= Problems to solve =
1 – In the reptile room thread, what does pollywog put on the walls of the tropical room?
2 – In the reptile room thread, rewrite the paragraph beginning "My place is brick & stone construction" as a short list that keeps its main facts.
3 – Write the next reply in the reptile room thread.
>> begin Selected text
# building a new reptile room



## ExoticInsectsUK (Nov 15, 2008)

Hello everyone im going to be building a new reptile room and want to know where to get the cheapest insulation as i have a large area i need to do which is just brick roof tiles.

I have got two rep/bug rooms already but there in my home and it has central heating and insulation already so they were quite easy to do.

This is going to need wireing, ventilation system, loads of insulation, ply to seal out the weather, Heated floor, plumbing and plastering as its a empty shell.

I have most aspects sorted but need to find the best insulation to cut those heating bills and wondered if anyone knows the best one. or if someone has done it before.

I have been wicks and the rest of the sheds so know most prices but need to hear from someone that knows.

I also need help on heating i was thinking under floor heating with tiles but this would be just to heat the room & not the reptiles. I would still use heat mats/bulbs and lighting. any one know cheaper ways that are just as good.

Also i need 100+ vivs any one got any wholesale deals on:2thumb:


----------



## ExoticInsectsUK (Nov 15, 2008)

I take it not many people have taken on a project as big as this then:lol2:


----------



## Spiff (Dec 3, 2010)

i was thinking of using this stuff for doing my shed next year? didnt know if it was any good or not?

30 SQM EASY FIT FOIL / BUBBLE DIY LOFT-ROOF INSULATION | eBay


----------



## pollywog (Oct 6, 2005)

> i have a large area i need to do which is just brick roof tiles.


Do you mean it's a brick building with tiled roof?
Is it single skin?

How much space do you have to heat and how much space can you afford to loose through the thickness of insulation?
What temperatures do you want to reach?

My place is brick & stone construction with a brick floor, in my tropical room I have 2" polystyrene on the walls and standard fibreglass loft insulation in the ceilings, it's then lined with plasterboard.
For most of the year the only heating in the room comes from the aquarium heaters, heatmats & bulbs used on the tanks / vivs and they keep the room at around 24-28C. During the really cold winter moths I have an oil filled radiator with a thermostat that clicks on if needed.

I'm now finding that I over did it with the insulation in that room and I'm currently working on converting one of my cold climate rooms into another tropical room that will have less insulation so the temperatures can be manipulated easier.

So yes it's not as simple as what's the best or cheapest insulation, there are lots of variables.


----------



## ExoticInsectsUK (Nov 15, 2008)

Yes single skin brick with loft space and concrete floor.
>> end Selected text
>> begin Supplied data
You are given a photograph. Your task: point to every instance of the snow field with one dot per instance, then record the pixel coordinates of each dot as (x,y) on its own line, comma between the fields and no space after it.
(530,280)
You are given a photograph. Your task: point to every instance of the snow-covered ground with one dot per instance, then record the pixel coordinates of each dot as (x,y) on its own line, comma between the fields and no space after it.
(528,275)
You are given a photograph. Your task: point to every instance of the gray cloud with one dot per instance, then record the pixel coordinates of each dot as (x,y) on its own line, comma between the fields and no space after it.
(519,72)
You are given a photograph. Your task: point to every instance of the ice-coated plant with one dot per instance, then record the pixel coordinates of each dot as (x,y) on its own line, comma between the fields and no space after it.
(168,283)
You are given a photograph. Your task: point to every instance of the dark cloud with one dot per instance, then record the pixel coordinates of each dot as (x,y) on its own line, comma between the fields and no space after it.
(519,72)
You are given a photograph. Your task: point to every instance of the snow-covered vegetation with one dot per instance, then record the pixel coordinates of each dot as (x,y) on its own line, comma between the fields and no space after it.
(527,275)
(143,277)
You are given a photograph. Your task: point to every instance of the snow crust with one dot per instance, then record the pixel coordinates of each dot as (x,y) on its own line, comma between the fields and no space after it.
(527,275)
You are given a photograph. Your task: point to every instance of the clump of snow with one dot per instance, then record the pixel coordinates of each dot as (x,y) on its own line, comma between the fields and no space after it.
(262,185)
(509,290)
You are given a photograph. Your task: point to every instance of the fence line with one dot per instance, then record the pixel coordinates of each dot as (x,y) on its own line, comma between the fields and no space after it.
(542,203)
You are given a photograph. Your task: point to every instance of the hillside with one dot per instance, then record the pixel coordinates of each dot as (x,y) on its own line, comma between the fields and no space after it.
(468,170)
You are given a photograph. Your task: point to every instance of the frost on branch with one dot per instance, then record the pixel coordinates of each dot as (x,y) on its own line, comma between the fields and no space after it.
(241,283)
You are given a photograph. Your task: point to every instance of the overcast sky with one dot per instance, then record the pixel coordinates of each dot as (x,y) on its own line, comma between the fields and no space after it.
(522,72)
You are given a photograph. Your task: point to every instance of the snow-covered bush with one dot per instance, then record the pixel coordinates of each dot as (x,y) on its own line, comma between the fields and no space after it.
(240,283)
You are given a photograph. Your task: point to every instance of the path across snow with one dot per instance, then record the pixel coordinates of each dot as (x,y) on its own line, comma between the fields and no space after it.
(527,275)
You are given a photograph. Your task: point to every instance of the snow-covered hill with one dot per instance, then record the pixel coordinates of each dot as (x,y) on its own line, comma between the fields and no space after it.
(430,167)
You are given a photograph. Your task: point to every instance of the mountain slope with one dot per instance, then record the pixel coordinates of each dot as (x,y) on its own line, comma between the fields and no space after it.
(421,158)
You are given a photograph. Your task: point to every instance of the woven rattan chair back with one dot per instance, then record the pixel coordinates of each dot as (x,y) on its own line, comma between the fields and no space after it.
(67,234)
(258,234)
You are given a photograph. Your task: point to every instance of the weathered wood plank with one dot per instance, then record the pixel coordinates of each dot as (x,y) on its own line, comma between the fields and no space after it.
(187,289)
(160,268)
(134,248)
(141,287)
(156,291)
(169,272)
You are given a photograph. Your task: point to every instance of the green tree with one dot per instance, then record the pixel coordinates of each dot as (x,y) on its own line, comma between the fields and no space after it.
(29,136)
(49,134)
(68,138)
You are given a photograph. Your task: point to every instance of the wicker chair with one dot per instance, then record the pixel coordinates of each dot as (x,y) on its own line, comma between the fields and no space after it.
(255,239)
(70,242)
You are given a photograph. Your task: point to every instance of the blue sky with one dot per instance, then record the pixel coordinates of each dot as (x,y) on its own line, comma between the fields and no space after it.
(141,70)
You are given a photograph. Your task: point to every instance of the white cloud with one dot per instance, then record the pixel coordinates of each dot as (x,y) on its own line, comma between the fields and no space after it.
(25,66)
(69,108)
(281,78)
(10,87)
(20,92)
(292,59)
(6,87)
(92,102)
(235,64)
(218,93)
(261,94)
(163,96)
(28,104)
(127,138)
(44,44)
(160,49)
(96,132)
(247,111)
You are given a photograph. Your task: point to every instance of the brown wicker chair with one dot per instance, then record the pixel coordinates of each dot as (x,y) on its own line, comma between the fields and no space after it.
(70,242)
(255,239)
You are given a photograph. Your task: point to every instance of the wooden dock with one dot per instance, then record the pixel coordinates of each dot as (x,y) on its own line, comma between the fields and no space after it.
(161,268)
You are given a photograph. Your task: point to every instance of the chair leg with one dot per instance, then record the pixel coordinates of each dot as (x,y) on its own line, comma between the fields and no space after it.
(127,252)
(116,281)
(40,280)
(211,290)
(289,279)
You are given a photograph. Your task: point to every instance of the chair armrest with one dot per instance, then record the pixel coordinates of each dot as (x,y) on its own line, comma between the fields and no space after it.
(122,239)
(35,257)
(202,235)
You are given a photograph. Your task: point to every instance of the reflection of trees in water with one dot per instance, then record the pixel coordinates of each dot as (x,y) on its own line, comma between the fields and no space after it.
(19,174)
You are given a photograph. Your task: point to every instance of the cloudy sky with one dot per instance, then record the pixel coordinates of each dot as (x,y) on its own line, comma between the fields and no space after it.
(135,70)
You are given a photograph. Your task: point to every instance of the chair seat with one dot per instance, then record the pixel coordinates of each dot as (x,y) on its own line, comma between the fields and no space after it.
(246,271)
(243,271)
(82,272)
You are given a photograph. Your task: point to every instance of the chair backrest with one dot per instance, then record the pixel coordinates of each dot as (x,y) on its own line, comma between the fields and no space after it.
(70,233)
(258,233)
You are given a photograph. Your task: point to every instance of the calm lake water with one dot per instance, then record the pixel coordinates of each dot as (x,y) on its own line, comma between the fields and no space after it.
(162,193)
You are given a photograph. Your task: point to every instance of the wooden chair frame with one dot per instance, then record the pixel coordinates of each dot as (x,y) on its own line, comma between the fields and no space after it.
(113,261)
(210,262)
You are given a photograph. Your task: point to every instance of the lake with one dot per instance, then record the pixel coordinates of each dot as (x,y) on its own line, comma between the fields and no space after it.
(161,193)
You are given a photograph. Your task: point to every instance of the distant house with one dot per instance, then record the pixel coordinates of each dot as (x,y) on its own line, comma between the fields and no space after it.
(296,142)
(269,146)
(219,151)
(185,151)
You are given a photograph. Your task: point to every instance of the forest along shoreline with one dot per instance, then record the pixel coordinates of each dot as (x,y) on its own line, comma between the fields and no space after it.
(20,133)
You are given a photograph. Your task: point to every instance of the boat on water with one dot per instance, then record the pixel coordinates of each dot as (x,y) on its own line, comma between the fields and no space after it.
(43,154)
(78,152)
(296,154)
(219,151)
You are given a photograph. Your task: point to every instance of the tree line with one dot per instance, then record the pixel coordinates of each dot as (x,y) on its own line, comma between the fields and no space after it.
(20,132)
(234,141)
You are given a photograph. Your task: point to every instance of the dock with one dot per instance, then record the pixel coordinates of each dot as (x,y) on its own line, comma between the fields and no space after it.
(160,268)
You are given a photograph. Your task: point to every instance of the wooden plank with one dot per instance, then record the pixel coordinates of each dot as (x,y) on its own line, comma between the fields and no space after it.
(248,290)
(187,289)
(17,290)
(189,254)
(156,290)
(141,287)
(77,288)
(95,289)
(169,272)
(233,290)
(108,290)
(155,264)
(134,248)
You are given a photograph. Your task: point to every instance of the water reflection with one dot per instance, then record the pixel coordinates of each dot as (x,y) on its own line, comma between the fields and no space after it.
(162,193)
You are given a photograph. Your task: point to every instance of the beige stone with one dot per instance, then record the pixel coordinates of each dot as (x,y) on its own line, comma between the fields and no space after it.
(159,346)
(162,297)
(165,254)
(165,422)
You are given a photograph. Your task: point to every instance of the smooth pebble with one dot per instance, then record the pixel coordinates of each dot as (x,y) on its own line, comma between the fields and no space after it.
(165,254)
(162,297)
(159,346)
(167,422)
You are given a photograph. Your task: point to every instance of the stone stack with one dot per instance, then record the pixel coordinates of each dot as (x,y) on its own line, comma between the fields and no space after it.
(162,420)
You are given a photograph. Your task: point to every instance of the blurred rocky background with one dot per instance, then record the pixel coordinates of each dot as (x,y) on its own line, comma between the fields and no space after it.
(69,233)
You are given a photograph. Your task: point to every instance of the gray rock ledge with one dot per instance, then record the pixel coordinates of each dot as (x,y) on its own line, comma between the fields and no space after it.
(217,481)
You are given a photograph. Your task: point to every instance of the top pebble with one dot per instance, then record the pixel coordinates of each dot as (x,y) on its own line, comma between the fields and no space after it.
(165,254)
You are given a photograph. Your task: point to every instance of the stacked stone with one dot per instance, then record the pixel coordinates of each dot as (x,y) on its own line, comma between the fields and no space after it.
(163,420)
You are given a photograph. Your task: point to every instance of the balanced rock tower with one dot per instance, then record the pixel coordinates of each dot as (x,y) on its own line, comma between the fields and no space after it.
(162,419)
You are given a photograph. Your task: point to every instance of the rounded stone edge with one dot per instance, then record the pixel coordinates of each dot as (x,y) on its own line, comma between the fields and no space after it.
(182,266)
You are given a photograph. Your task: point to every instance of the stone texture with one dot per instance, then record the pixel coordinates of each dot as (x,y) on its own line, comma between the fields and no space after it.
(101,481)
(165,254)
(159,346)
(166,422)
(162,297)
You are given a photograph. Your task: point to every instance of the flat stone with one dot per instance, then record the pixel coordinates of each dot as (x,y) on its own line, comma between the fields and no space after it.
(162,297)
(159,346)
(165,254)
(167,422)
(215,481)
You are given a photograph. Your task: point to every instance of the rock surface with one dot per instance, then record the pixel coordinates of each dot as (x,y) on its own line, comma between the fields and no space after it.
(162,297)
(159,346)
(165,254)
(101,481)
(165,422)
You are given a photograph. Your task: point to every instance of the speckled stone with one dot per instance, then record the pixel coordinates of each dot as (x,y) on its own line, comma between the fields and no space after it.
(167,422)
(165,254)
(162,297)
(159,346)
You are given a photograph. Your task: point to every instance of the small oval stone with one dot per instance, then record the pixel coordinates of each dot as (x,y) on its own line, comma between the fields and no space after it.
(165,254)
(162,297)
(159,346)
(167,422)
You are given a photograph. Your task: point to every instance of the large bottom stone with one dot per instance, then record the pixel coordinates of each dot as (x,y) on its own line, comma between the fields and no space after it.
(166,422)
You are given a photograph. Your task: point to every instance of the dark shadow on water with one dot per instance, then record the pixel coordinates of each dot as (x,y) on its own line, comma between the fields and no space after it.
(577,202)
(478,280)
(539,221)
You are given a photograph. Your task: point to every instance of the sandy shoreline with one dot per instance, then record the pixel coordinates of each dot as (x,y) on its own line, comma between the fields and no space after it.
>> end Supplied data
= Response list =
1 – Two-inch polystyrene.

2 –
- Building: brick and stone, with a brick floor
- Tropical room walls: 2-inch polystyrene
- Tropical room ceilings: standard fiberglass loft insulation
- Lining: plasterboard over the insulation

3 –
I was thinking space insulationas and expanding foam myself i have spoke to a few builders and its ment to be best. i was thinking to add loft insulation as well and i need some insulation on the floor. The costs for just the walls and loft is £700+ and if i get under floor heating the insulation boards are £800+ so yes im trying to find someone that can help me do it cheaper. I don't want cheap stuff that doesn't work as well and im willing to pay for the best stuff to save me money in the long run. 
I did look at polystyrene but didn't think it would be good enough but if you think it would be better then i will look into it.

The temps will be reched in the vivs but for winter i want to work in a warm room. i did think of oil rads but i think a heated floor may be better and wont take up any room.

With the ventilation system i was thinking of putting one on the door flowing the air in and having the air blowing out the other side of the room & higher up to get a good air circulation.


----------



## corny girl (Aug 30, 2009)

I used this when i did my shed conversion..... Celotex PIR Insulation Board - Polystyrene Insulation - Insulation -Building Materials - Wickes Also if you order over a certain amount in £'s the delivery is free :2thumb:.


----------



## pollywog (Oct 6, 2005)

> I did look at polystyrene but didn't think it would be good enough but if you think it would be better then i will look into it.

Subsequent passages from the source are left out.